What the task requires:
List every distinct function name that appears in the patch discussion below, in the order each first appears.

Page extract:
Han Xin June 25, 2022, 2:25 a.m. UTC | #2
On Sat, Jun 25, 2022 at 12:56 AM Junio C Hamano <gitster@pobox.com> wrote:
>
> Han Xin <hanxin.hx@bytedance.com> writes:
>
> > If a commit is in the commit graph, we would expect the commit to also
> > be present.
>
> > When we found the commit in the graph in lookup_commit_in_graph(),
> > but the commit is missing from the repository, we will try
> > promisor_remote_get_direct() and then enter another loop.  While
> > sometimes it will finally succeed because it cannot fork
> > subprocess,
>
> Is that a mode of "succeed"-ing?  Or merely a way to exit an endless
> loop that does not make any progress with a failure?

For the user, "fetch-pack" does succeed, because in
deref_without_lazy_fetch(), even if lookup_commit_in_graph() fails to
lazy fetch the lost commit, the following oid_object_info_extended()
will help us complete the previous work.

In a sense, this infinite loop is based on the fact that infinite processes
can be created.

However, your attempt to express the reasoning bellow is clearer.

>
> > it has exhausted the local process resources and can be harmful to the
> > remote service.
> >
> > Signed-off-by: Han Xin <hanxin.hx@bytedance.com>
> > ---
>
> I think the single-liner change in the patch is a good one, but I am
> having a hard time to agree with the reasoning above that explains
> why it is a good change.
>
> Here is an attempt to express a reasoning I can understand, can
> agree with, and (I think) better describes why the change is a good
> one.  Does my understanding of the problem and the solution totally
> misses the mark?
>
>         The commit-graph is used to opportunistically optimize
>         accesses to certain pieces of information on commit objects,
>         and lookup_commit_in_graph() tries to say "no" when the
>         requested commit does not locally exist by returning NULL,
>         in which case the caller can ask for (which may result in
>         on-demand fetching from a promisor remote) and parse the
>         commit object itself.
>
>         However, it uses a wrong helper, repo_has_object_file(), to
>         do so.  This helper not only checks if an object is
>         immediately available in the local object store, but also
>         tries to fetch from a promisor remote.  But the fetch
>         machinery calls lookup_commit_in_graph(), thus causing an
>         infinite loop.
>
>         We should make lookup_commit_in_graph() expect that a commit
>         given to it can be legitimately missing from the local
>         object store, by using the has_object_file() helper instead.

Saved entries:
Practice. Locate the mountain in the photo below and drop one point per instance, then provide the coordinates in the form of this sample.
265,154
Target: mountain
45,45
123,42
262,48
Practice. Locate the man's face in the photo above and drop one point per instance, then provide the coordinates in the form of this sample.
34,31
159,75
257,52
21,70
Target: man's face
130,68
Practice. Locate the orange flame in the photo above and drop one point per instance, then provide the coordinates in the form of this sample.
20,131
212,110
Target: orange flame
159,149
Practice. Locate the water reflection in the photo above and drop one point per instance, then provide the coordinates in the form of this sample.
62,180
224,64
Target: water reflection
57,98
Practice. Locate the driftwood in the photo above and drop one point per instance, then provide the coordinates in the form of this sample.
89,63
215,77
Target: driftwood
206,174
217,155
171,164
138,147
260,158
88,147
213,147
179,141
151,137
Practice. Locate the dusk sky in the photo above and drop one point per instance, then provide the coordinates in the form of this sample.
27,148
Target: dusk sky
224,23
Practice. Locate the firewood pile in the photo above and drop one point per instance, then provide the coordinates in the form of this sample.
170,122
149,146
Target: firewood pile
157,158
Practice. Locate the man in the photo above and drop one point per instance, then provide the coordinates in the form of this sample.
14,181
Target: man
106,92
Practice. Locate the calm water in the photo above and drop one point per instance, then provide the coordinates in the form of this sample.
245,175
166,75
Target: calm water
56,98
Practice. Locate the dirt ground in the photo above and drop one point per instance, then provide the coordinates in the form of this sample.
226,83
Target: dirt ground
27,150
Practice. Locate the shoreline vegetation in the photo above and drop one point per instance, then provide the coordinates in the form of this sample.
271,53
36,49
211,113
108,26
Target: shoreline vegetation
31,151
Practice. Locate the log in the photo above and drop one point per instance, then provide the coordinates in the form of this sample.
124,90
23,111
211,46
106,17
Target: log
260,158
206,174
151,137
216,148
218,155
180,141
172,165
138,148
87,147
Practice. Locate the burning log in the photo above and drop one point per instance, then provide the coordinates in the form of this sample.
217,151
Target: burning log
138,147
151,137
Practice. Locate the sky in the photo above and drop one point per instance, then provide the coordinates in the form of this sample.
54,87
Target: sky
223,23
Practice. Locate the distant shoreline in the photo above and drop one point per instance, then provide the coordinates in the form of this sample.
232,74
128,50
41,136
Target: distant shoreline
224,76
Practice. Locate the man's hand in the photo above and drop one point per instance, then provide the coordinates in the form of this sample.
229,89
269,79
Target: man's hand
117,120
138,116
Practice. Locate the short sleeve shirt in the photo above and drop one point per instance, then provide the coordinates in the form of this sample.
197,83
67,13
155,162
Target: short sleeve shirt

...

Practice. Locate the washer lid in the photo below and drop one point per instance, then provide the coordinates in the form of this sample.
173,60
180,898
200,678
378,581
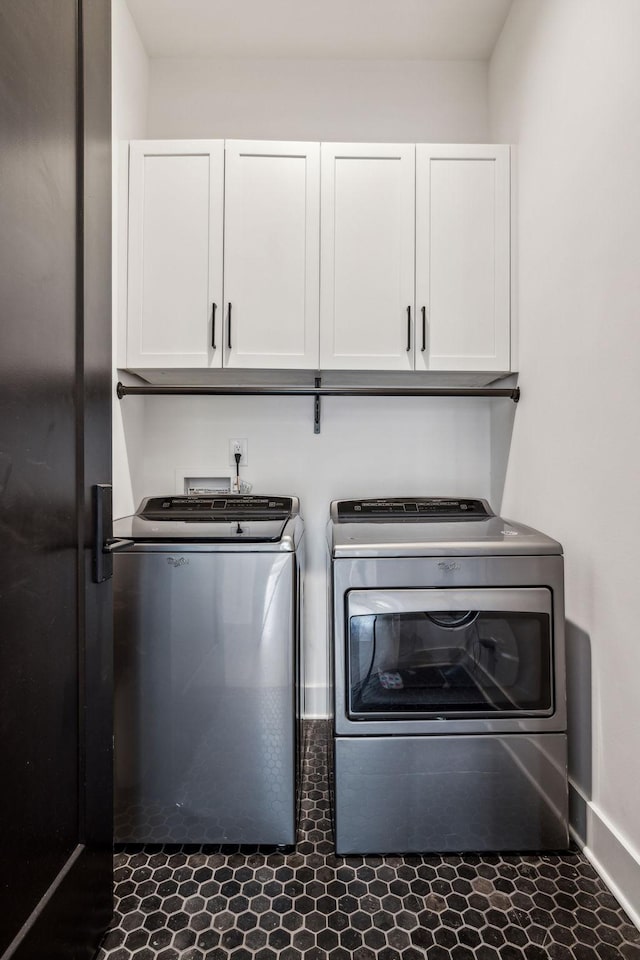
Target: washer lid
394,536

Answer to this exercise:
lookup_commit_in_graph()
promisor_remote_get_direct()
deref_without_lazy_fetch()
oid_object_info_extended()
repo_has_object_file()
has_object_file()